─── TEKS ───

Mengenai Saya

Minggu, 30 Desember 2012

Terorisme, Pemuda, dan Ancaman NKRI


Di tengah optimisme memperingati sumpah pemuda yang jatuh pada 28 oktober kemaren, rakyat Indonesia kembali dikejutkan oleh aksi Detasemen Khusus (Densus) 88 yang membongkar suatu kelompok yang dinamakan Harakah Sunni untuk Masyarakat Indonesia (Hasmi). Dalam aksi itu, sebelas orang yang dituduh akan mengadakan serangan ke berbagai tempat strategis berhasil ditangkap. Salah seorang di antaranya adalah Achmad Abu Hanifah, 30, yang disebut-sebut sebagai pentolan kelompok terduga teroris Hasmi. (JP dan Harian Surya, 28/10/2012)

─── ENTRI YANG DIBERIKAN ───

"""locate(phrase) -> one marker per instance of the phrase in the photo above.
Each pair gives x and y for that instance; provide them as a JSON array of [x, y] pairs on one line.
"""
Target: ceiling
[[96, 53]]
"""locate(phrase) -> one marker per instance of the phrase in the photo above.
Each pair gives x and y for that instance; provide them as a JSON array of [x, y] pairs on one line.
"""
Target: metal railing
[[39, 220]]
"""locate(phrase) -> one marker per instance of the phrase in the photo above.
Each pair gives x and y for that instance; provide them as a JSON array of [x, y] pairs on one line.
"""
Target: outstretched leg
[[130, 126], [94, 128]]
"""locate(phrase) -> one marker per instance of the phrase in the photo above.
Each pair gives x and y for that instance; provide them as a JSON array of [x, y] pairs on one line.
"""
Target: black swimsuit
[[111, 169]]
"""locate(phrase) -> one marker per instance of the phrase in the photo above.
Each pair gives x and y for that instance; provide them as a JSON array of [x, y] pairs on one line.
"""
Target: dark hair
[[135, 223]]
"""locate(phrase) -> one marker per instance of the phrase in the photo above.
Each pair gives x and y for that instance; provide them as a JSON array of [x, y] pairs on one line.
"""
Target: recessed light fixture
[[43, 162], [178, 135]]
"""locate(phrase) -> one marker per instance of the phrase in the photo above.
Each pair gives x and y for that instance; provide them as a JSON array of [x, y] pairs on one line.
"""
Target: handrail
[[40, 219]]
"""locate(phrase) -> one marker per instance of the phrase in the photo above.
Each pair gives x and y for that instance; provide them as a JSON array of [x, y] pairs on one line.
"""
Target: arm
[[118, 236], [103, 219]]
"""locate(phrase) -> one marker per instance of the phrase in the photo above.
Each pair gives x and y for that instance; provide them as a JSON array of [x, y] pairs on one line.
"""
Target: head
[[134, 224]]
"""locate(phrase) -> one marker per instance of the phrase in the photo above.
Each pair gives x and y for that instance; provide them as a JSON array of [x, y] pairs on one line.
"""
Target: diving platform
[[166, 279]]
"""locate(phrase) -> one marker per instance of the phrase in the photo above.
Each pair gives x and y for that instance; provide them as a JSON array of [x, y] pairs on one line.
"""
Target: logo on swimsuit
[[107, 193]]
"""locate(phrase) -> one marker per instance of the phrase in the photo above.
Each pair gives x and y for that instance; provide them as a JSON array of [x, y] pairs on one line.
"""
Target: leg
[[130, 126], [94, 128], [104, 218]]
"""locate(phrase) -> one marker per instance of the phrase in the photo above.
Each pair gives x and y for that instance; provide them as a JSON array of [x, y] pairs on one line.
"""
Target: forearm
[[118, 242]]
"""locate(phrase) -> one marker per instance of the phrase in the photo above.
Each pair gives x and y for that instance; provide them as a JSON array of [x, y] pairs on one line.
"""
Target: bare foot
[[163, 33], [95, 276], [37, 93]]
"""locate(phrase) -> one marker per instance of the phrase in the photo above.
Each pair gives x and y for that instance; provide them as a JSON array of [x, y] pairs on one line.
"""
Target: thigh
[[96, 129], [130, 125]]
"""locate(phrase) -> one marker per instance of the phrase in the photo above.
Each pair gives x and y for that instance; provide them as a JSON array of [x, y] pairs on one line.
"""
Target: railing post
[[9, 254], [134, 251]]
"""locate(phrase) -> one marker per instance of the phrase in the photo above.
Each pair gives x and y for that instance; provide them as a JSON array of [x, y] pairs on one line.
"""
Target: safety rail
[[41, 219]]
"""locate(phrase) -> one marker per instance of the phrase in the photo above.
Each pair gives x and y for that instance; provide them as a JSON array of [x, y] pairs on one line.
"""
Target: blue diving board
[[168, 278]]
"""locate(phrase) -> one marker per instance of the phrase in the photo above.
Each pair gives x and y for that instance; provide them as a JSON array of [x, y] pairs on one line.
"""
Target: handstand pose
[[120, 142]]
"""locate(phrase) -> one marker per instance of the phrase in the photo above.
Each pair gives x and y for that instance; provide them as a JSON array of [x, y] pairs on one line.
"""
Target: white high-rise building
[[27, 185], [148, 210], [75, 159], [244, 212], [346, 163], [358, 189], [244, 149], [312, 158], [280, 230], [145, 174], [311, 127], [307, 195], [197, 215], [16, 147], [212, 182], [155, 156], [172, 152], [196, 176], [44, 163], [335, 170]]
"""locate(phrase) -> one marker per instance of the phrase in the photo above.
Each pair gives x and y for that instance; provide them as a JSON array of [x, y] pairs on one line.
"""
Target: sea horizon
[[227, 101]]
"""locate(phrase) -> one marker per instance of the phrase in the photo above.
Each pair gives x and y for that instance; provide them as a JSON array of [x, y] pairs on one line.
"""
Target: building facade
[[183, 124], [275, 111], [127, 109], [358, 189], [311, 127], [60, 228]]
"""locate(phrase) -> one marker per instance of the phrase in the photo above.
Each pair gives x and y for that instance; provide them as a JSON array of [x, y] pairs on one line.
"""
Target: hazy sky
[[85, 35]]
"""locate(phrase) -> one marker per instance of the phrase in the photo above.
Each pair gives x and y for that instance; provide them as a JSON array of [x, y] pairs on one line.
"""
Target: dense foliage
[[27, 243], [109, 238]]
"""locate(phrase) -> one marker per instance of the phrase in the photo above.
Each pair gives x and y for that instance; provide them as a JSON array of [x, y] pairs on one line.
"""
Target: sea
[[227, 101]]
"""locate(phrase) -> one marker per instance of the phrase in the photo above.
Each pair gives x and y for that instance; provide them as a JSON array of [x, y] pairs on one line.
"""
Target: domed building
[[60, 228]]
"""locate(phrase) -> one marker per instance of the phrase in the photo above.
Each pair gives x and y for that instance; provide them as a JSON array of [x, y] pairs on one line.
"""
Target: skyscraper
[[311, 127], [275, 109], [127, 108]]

───

_TUJUAN TUGAS_
Menurut teks tentang terorisme dan pemuda, berapa orang yang ditangkap dalam aksi Densus 88 terhadap kelompok Hasmi? Baris-baris di atas tidak ada hubungannya dengan teks.

_JAWABAN YANG DIHARAPKAN_
Sebelas orang.